*What to produce*: Can you rewrite the records below with "skeletal hand" swapped for "bony hand" and everything else left unchanged? Leave the pictures out of your answer.
-- Begin The data --
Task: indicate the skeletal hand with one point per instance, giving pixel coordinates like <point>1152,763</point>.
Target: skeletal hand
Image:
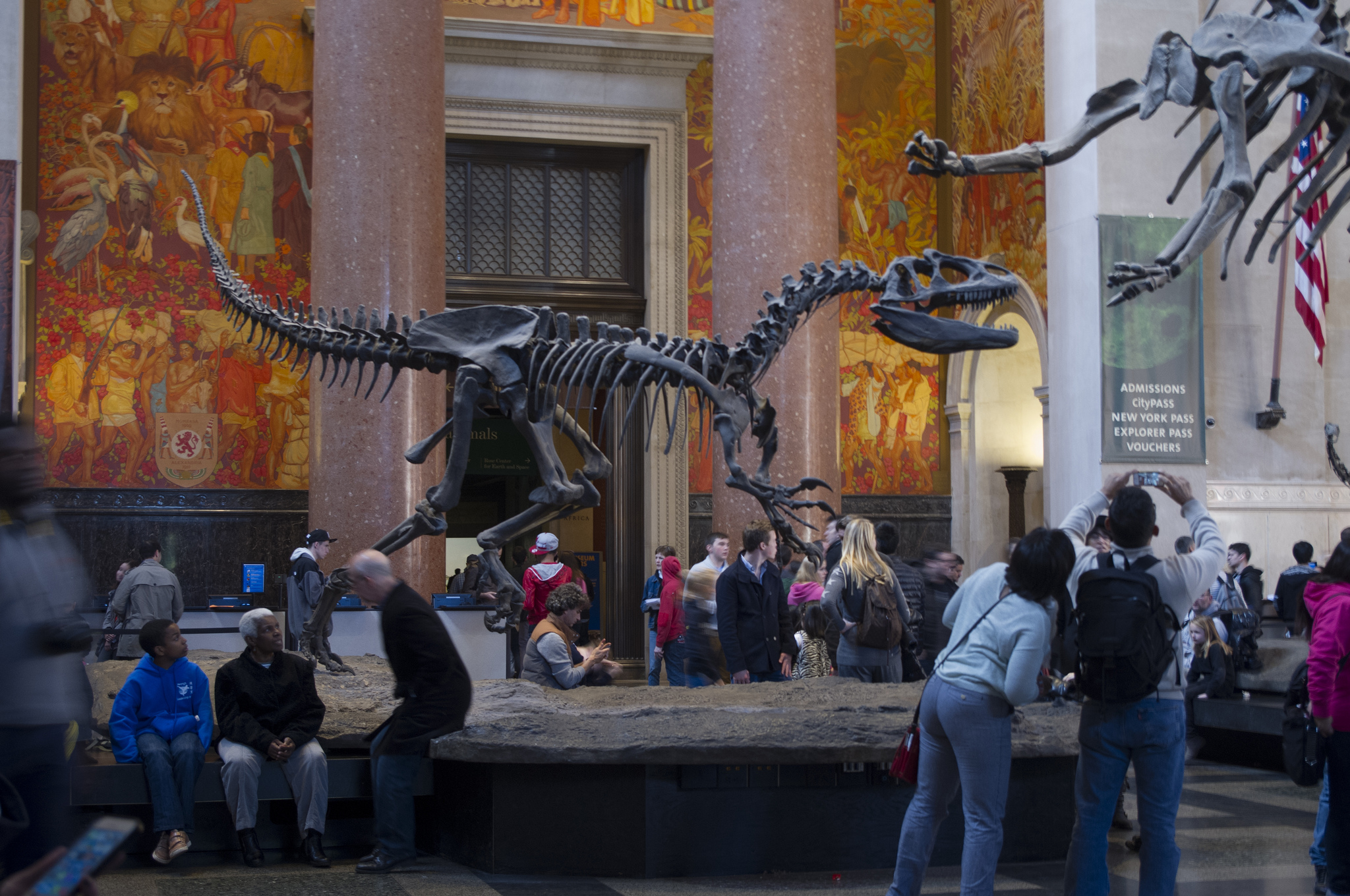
<point>933,157</point>
<point>1137,278</point>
-- End The data --
*Exercise answer*:
Task: indicate the bony hand with one point per instance, giving pixel coordinates like <point>1152,763</point>.
Target: bony hand
Image:
<point>933,157</point>
<point>1137,278</point>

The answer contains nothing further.